↓↓↓

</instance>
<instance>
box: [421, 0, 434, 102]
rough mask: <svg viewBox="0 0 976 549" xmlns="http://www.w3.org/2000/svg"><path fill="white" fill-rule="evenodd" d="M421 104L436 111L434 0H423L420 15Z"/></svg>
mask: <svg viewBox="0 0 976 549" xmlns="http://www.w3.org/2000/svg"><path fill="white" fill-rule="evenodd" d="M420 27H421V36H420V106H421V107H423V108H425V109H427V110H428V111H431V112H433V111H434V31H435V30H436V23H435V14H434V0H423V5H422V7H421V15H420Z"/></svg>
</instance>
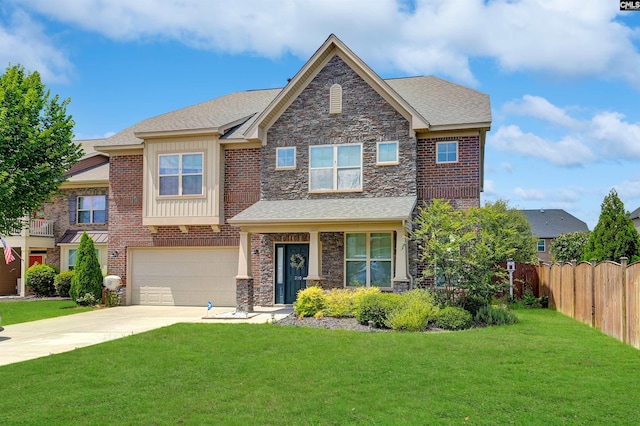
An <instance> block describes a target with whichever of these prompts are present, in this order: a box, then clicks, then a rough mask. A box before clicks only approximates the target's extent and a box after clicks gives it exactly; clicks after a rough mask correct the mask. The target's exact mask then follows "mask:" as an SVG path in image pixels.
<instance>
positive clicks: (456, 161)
mask: <svg viewBox="0 0 640 426" xmlns="http://www.w3.org/2000/svg"><path fill="white" fill-rule="evenodd" d="M436 162H437V163H457V162H458V141H453V142H438V143H437V145H436Z"/></svg>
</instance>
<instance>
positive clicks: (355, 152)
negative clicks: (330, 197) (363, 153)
mask: <svg viewBox="0 0 640 426" xmlns="http://www.w3.org/2000/svg"><path fill="white" fill-rule="evenodd" d="M309 157H310V161H309V190H310V191H359V190H362V145H359V144H350V145H319V146H312V147H310V148H309Z"/></svg>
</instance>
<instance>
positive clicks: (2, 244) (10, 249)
mask: <svg viewBox="0 0 640 426" xmlns="http://www.w3.org/2000/svg"><path fill="white" fill-rule="evenodd" d="M0 241H2V247H4V261H5V262H7V265H8V264H9V263H11V262H13V261H14V260H16V258H15V257H13V252H12V251H11V247H9V244H7V243H6V242H5V241H4V240H2V239H0Z"/></svg>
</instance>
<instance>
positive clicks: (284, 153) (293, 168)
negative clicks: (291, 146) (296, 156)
mask: <svg viewBox="0 0 640 426" xmlns="http://www.w3.org/2000/svg"><path fill="white" fill-rule="evenodd" d="M295 168H296V148H295V147H294V146H293V147H286V148H276V169H295Z"/></svg>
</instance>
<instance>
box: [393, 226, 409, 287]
mask: <svg viewBox="0 0 640 426" xmlns="http://www.w3.org/2000/svg"><path fill="white" fill-rule="evenodd" d="M407 248H408V247H407V230H406V229H405V227H404V226H403V227H400V228H397V229H396V259H395V269H396V270H395V276H394V277H393V287H394V292H403V291H407V290H409V277H408V276H407V261H408V250H407Z"/></svg>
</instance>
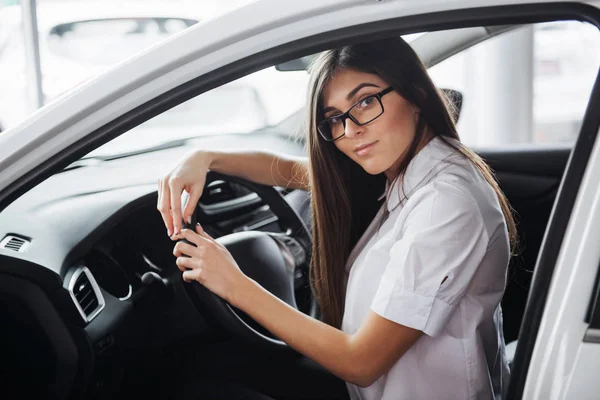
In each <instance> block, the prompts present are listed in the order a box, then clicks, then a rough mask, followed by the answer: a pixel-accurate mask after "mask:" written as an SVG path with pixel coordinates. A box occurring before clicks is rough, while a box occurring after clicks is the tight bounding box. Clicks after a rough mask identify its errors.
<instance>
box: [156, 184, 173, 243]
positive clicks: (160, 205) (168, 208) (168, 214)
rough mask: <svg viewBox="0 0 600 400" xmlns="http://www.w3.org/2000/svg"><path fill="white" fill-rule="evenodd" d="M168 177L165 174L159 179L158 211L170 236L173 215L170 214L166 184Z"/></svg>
mask: <svg viewBox="0 0 600 400" xmlns="http://www.w3.org/2000/svg"><path fill="white" fill-rule="evenodd" d="M168 179H169V178H168V176H167V177H166V178H163V179H161V180H160V186H159V190H158V192H159V203H158V211H159V212H160V216H161V217H162V219H163V221H164V223H165V226H166V227H167V235H169V236H171V235H172V234H173V217H172V216H171V195H170V192H169V185H168V184H167V181H168Z"/></svg>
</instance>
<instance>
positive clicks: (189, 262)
mask: <svg viewBox="0 0 600 400" xmlns="http://www.w3.org/2000/svg"><path fill="white" fill-rule="evenodd" d="M175 264H177V268H179V270H180V271H189V270H193V269H198V268H201V267H202V261H200V260H197V259H194V258H190V257H177V259H176V260H175Z"/></svg>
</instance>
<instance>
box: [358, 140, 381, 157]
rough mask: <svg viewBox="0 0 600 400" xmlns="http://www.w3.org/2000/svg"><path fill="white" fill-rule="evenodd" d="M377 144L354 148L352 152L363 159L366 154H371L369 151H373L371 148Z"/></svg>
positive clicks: (373, 144)
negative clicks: (372, 150)
mask: <svg viewBox="0 0 600 400" xmlns="http://www.w3.org/2000/svg"><path fill="white" fill-rule="evenodd" d="M376 143H377V142H373V143H368V144H366V145H363V146H358V147H357V148H356V150H354V152H355V153H356V155H357V156H359V157H363V156H366V155H367V154H369V153H370V152H371V150H372V149H373V146H374V145H375V144H376Z"/></svg>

↑↑↑

## [TASK TO COMPLETE]
Please list each line of the data above that contains the word "positive". Case counts.

## [RESULT BELOW]
positive clicks: (456, 161)
positive clicks: (355, 152)
positive clicks: (2, 244) (10, 249)
positive clicks: (284, 153) (293, 168)
positive clicks: (160, 205) (168, 208) (168, 214)
positive clicks: (189, 262)
positive clicks: (373, 144)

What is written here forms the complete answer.